Texte:
::::
Dans le même ordre d’idées, si la Chine populaire a opéré un changement de paradigme radical en s’ouvrant sur le monde, à partir de la fin des années 1970, elle s’appuie sur la « doctrine de la langue de bœuf » et une interprétation audacieuse de la Convention de Montego Bay sur le droit de la mer pour assurer la sécurité de ses approches maritimes en asseyant son hégémonie sur les mers éponymes pour les transformer en lac et en bastion. Par ce biais, elle menace la liberté de navigation sur mer, celle des routes critiques du commerce international, ainsi que la souveraineté de ses voisins, dont Taiwan. L’ile de Formose, située à moins de 200 kilomètres des côtes chinoises, occupe une place centrale au cœur des mers de Chine et du dispositif de sécurité américain sur la première chaine d’iles. Faire sauter ce verrou est une priorité pour le Parti-Etat chinois et un défi pour l’Occident. L’enjeu est autant géopolitique que stratégique.

Par ailleurs, si la Chine communiste s’est singulièrement développée au cours des quarante dernières années avec le soutien de l’Occident, celui n’est pas corrélé à une supposée libéralisation politique, bien au contraire. Elle se pose en modèle alternatif à celui d’un Occident sur le déclin et pratique l’opacité, la prédation et le néo-colonialisme, sous couvert de partenariats gagnant-gagnant via les multiples facettes de l’Initiative ceinture et route. Dans cette optique, Taiwan est nécessairement un trublion et la cible d’une guerre hors limite dont l’objectif est de faire plier son modèle de société. Le contraste entre les deux rives du détroit de Formose est saisissant et favorable à Taipei, qu’il s’agisse de la gestion de la crise sanitaire liée à la Covid-19 ou de l’expertise technologique notamment. L’enjeu est autant économique que sociétal.
::::
Enregistrements issus d'une source de données:

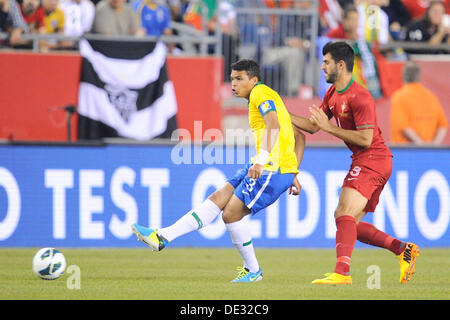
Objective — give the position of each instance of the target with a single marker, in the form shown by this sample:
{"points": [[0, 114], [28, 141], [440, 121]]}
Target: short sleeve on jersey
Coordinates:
{"points": [[266, 106]]}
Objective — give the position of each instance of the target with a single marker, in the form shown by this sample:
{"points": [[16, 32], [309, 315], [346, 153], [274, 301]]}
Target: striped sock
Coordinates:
{"points": [[242, 240], [191, 221]]}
::::
Consigne: D'après le texte, par quel moyen la Chine populaire menace-t-elle la liberté de navigation sur mer ? Répondez en une à trois phrases. Ces enregistrements proviennent d'une autre source que le texte.

Réponse: La Chine populaire s'appuie sur la « doctrine de la langue de bœuf » et sur une interprétation audacieuse de la Convention de Montego Bay. Elle cherche ainsi à asseoir son hégémonie sur les mers de Chine pour les transformer en lac et en bastion. C'est par ce biais qu'elle menace la liberté de navigation, celle des routes critiques du commerce international et la souveraineté de ses voisins.